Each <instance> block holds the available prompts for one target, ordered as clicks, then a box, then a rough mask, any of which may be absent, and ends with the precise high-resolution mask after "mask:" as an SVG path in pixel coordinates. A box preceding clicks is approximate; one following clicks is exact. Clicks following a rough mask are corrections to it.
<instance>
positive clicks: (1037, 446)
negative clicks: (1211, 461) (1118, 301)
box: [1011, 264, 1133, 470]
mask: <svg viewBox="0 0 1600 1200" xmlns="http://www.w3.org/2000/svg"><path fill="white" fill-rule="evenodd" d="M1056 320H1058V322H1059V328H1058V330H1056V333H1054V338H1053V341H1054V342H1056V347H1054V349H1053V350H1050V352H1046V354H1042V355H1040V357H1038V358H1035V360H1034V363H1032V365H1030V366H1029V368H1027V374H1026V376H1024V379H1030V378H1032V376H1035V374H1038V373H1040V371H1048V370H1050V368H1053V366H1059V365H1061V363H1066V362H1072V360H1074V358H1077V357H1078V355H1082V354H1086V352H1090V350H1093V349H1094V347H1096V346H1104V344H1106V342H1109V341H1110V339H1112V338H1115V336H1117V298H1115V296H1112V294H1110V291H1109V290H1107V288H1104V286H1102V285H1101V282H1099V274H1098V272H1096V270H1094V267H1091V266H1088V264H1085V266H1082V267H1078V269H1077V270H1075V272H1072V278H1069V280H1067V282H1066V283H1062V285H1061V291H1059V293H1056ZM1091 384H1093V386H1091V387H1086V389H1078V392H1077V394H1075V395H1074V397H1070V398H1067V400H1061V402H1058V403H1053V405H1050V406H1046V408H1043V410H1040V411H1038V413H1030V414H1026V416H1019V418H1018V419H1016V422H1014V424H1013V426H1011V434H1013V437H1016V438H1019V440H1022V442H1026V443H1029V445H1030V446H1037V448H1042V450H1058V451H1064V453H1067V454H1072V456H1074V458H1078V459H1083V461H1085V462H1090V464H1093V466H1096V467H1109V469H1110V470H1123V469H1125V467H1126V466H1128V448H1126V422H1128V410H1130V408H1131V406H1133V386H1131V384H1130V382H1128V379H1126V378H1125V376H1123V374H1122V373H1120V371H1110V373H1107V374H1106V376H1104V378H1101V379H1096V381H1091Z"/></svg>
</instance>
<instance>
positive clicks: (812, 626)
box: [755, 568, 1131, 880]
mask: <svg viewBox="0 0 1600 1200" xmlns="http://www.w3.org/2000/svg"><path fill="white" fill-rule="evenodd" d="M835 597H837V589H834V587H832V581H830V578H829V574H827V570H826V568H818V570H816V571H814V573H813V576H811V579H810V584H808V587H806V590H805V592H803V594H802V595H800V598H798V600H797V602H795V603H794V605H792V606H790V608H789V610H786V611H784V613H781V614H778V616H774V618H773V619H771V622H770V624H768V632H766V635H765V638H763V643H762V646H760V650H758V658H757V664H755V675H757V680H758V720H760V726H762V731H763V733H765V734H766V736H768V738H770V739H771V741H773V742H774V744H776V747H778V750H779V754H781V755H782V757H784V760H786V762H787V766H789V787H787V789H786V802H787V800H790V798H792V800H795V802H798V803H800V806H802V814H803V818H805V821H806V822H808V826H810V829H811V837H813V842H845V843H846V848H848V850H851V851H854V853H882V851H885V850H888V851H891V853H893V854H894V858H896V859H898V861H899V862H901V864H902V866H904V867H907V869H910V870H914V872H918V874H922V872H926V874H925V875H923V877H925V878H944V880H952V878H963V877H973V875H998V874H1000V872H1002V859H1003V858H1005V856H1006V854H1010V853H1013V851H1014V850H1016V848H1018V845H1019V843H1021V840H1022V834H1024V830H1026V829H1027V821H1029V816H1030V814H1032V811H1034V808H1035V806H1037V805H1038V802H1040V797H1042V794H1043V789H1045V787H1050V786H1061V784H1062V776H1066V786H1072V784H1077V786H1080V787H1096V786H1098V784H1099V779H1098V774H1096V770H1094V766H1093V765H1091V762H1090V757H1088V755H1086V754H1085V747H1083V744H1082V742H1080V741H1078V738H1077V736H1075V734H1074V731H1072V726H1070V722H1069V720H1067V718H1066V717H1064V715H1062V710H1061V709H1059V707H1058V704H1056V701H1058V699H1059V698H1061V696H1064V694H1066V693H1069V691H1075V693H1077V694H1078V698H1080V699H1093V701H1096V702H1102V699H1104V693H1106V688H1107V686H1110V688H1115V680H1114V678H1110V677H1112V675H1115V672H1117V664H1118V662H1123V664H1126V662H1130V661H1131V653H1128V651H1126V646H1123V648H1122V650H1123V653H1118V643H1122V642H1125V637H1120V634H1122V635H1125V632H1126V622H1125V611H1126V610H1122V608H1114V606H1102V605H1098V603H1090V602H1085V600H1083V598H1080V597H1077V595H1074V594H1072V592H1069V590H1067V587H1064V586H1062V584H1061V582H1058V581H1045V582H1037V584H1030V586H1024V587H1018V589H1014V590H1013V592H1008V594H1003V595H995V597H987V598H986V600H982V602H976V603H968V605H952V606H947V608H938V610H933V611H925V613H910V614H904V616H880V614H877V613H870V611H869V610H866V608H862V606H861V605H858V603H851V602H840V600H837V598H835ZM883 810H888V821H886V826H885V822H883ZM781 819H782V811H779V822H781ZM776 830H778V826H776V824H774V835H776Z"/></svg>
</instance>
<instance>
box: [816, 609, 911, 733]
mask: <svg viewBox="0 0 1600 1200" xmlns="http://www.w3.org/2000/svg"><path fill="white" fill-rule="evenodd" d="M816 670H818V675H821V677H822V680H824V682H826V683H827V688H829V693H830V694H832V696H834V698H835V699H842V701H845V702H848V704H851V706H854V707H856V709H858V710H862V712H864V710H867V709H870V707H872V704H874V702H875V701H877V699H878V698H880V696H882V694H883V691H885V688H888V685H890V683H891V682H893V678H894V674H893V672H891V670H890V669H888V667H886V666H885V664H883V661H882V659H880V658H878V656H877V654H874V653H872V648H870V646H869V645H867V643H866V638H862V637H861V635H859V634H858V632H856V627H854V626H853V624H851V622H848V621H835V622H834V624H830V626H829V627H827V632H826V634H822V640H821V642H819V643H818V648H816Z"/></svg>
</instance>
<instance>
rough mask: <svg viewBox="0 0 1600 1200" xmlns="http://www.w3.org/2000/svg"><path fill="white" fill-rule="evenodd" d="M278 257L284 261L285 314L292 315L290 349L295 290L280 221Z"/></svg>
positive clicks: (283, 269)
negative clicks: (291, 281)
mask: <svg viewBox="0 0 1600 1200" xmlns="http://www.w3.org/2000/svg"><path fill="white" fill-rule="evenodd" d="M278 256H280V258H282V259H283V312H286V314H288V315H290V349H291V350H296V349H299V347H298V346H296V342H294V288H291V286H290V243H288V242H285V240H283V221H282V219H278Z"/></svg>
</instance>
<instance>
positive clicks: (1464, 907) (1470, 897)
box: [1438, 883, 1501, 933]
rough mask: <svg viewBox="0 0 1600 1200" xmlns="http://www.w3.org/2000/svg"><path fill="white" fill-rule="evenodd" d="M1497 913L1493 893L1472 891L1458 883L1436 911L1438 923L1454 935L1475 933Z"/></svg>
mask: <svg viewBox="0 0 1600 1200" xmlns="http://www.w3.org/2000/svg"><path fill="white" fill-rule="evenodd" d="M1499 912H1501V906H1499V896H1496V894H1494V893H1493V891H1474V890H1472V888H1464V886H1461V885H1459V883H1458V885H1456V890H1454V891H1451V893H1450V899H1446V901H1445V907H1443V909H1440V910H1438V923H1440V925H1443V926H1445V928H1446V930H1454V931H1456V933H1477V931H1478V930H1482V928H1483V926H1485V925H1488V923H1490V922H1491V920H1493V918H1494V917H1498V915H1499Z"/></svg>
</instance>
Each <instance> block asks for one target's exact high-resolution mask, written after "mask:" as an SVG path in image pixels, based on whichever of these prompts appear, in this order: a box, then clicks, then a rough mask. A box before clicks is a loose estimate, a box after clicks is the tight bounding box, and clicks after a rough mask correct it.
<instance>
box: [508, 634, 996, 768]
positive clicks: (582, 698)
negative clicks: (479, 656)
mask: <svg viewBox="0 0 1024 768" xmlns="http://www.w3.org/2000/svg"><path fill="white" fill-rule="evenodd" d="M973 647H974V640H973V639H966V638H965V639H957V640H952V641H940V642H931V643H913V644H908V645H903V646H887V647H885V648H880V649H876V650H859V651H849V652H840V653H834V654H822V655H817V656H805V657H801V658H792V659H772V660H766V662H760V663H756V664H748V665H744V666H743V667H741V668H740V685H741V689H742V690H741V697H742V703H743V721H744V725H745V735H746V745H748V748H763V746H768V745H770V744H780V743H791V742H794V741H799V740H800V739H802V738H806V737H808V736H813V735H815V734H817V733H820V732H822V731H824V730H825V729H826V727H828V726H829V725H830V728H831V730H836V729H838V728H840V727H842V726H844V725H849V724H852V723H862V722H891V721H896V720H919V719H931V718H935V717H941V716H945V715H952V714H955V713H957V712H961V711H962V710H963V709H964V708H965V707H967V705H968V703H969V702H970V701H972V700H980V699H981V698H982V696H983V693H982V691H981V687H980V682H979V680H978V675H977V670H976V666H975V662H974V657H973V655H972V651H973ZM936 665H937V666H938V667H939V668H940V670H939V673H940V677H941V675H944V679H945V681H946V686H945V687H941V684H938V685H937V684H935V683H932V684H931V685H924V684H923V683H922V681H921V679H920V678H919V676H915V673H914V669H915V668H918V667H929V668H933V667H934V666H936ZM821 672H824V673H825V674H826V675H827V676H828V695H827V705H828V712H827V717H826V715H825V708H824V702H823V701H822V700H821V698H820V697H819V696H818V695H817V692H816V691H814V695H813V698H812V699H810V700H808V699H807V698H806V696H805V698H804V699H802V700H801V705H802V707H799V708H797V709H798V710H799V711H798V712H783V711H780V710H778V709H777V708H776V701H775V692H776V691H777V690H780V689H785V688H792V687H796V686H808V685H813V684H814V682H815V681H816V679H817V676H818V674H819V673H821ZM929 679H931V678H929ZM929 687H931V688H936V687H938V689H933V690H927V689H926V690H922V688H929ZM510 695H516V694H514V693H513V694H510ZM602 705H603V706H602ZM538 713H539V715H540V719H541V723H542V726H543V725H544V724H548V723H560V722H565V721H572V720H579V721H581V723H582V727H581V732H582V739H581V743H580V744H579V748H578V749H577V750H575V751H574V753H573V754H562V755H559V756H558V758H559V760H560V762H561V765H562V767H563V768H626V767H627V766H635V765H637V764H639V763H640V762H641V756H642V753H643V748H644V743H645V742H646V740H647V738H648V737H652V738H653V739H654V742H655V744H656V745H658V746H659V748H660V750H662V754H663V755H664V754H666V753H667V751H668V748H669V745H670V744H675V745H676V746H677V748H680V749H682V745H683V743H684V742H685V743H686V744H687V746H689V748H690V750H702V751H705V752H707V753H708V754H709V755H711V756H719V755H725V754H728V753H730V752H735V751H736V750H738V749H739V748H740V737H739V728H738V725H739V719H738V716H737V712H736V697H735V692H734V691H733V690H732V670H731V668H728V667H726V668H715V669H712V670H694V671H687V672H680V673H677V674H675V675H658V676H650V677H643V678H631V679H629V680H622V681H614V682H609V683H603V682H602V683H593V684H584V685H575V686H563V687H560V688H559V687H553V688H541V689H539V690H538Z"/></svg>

— The task —
Start with the line above that contains "negative clicks: (1211, 461) (1118, 301)" and stop after the line that contains "positive clicks: (812, 626)". Output those lines exactly, and only those.

— Response —
negative clicks: (1211, 461) (1118, 301)
box: [1011, 264, 1133, 470]
mask: <svg viewBox="0 0 1600 1200" xmlns="http://www.w3.org/2000/svg"><path fill="white" fill-rule="evenodd" d="M1056 320H1058V322H1059V328H1058V330H1056V333H1054V338H1053V341H1054V342H1056V347H1054V349H1053V350H1050V352H1046V354H1042V355H1040V357H1038V358H1035V360H1034V363H1032V365H1030V366H1029V368H1027V374H1026V376H1024V379H1030V378H1032V376H1035V374H1038V373H1040V371H1048V370H1050V368H1053V366H1059V365H1061V363H1066V362H1072V360H1074V358H1077V357H1078V355H1082V354H1086V352H1090V350H1093V349H1094V347H1096V346H1104V344H1106V342H1109V341H1110V339H1112V338H1115V336H1117V298H1115V296H1112V294H1110V291H1109V290H1107V288H1104V286H1102V285H1101V282H1099V274H1098V272H1096V270H1094V267H1091V266H1088V264H1085V266H1082V267H1078V269H1077V270H1075V272H1072V278H1069V280H1067V282H1066V283H1062V285H1061V291H1059V293H1056ZM1091 384H1093V386H1091V387H1086V389H1078V392H1077V394H1075V395H1074V397H1070V398H1067V400H1061V402H1058V403H1053V405H1050V406H1046V408H1043V410H1040V411H1038V413H1030V414H1026V416H1019V418H1018V419H1016V422H1014V424H1013V426H1011V434H1013V437H1016V438H1019V440H1022V442H1026V443H1029V445H1030V446H1037V448H1042V450H1058V451H1064V453H1067V454H1072V456H1074V458H1078V459H1083V461H1085V462H1090V464H1093V466H1096V467H1109V469H1110V470H1123V469H1125V467H1126V466H1128V448H1126V422H1128V410H1130V408H1131V406H1133V386H1131V384H1130V382H1128V379H1126V378H1125V376H1123V374H1122V373H1120V371H1110V373H1107V374H1106V376H1104V378H1101V379H1096V381H1091Z"/></svg>
</instance>
<instance>
positive clicks: (812, 626)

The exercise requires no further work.